### THE TASK
Your task is to copy every line of the records below that contains "lounge".

### DATA
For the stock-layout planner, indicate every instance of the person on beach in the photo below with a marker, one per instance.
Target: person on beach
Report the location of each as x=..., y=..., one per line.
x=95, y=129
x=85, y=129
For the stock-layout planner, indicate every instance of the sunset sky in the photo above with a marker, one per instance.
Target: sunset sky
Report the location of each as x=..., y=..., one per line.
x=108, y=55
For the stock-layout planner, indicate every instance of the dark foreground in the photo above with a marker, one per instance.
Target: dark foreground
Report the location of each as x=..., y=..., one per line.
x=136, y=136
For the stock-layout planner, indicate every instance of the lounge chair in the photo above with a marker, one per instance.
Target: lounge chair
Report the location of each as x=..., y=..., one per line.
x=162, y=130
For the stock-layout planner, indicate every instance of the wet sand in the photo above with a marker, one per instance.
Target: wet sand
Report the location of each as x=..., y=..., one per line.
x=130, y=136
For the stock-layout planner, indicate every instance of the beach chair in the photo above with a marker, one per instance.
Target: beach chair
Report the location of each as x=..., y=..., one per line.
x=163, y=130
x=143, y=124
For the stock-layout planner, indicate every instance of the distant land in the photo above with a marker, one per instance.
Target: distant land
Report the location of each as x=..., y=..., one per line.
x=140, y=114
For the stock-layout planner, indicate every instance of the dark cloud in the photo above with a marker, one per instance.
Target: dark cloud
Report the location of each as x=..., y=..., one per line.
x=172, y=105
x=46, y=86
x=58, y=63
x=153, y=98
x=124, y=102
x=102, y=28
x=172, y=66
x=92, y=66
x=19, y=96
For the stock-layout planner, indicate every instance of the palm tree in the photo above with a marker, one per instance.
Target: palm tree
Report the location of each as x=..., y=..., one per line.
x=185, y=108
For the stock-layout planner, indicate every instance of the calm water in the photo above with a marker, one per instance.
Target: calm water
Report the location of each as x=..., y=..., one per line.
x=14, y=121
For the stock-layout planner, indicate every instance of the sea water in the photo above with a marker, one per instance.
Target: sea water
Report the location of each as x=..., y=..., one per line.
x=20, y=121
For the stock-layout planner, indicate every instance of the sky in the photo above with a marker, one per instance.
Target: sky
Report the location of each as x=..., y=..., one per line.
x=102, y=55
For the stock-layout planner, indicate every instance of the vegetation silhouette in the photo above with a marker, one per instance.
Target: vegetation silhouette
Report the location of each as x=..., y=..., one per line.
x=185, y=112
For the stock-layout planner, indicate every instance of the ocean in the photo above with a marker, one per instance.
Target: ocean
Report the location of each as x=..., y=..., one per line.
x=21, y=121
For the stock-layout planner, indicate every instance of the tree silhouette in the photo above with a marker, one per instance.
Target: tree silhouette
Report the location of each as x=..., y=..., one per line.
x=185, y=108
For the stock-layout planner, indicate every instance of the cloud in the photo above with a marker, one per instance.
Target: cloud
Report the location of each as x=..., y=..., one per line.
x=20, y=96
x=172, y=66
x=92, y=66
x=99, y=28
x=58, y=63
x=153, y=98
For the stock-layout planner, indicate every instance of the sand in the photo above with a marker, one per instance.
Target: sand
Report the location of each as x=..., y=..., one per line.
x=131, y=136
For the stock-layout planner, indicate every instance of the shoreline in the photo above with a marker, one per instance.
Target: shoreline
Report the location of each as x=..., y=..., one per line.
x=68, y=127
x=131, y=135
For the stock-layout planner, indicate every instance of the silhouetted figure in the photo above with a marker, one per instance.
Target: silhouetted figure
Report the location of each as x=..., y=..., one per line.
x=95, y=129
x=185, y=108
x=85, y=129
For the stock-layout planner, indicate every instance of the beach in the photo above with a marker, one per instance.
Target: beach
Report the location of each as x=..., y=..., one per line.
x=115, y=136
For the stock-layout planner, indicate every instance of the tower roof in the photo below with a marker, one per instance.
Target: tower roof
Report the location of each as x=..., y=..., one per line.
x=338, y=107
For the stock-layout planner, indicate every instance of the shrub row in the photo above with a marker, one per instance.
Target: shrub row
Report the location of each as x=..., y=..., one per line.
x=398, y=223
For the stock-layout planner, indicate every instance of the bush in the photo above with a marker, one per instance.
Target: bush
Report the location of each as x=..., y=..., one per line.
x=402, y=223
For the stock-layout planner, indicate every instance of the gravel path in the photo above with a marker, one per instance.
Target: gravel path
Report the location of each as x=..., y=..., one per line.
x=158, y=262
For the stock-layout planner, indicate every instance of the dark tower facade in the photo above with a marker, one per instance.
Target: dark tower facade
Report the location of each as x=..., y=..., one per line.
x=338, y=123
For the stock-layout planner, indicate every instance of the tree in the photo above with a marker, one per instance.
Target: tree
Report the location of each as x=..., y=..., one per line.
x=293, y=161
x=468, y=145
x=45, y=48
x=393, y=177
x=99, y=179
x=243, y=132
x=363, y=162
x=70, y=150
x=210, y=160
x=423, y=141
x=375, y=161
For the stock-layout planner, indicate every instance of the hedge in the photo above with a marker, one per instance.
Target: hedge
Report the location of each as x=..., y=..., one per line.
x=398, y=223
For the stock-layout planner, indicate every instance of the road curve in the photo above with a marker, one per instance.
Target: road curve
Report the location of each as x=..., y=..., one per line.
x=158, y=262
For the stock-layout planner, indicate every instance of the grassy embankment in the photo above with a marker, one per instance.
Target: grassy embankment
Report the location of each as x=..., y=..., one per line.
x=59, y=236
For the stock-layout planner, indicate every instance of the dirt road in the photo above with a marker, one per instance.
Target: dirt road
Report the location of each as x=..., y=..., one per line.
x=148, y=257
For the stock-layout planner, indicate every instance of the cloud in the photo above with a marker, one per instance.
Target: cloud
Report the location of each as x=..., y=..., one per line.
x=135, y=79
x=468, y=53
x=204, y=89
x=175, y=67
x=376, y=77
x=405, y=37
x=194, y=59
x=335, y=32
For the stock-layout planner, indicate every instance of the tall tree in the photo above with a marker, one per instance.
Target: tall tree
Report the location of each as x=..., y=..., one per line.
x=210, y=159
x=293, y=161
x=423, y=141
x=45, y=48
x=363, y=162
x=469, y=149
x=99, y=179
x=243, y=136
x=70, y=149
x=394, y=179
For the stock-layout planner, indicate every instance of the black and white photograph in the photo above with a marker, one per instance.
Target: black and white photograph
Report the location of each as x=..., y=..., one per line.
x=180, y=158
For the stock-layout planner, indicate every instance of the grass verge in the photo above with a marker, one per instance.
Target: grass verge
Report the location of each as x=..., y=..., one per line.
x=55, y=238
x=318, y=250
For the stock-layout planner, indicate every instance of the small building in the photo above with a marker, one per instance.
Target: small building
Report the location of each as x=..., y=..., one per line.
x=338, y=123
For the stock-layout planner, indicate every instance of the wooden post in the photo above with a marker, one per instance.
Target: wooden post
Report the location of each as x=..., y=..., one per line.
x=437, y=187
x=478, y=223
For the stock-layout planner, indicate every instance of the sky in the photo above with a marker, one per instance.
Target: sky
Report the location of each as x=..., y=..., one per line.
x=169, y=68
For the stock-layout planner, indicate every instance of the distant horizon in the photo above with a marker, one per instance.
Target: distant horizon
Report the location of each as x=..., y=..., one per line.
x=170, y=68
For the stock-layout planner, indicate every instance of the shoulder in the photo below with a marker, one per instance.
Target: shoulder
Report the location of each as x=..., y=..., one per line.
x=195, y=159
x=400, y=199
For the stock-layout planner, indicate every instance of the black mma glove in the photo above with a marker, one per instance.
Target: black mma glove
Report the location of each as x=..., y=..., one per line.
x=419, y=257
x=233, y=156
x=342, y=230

### EXPECTED OUTPUT
For the stock-layout planner, indicate every instance of the lounge chair in the photo above with a marker, one per instance.
Target: lounge chair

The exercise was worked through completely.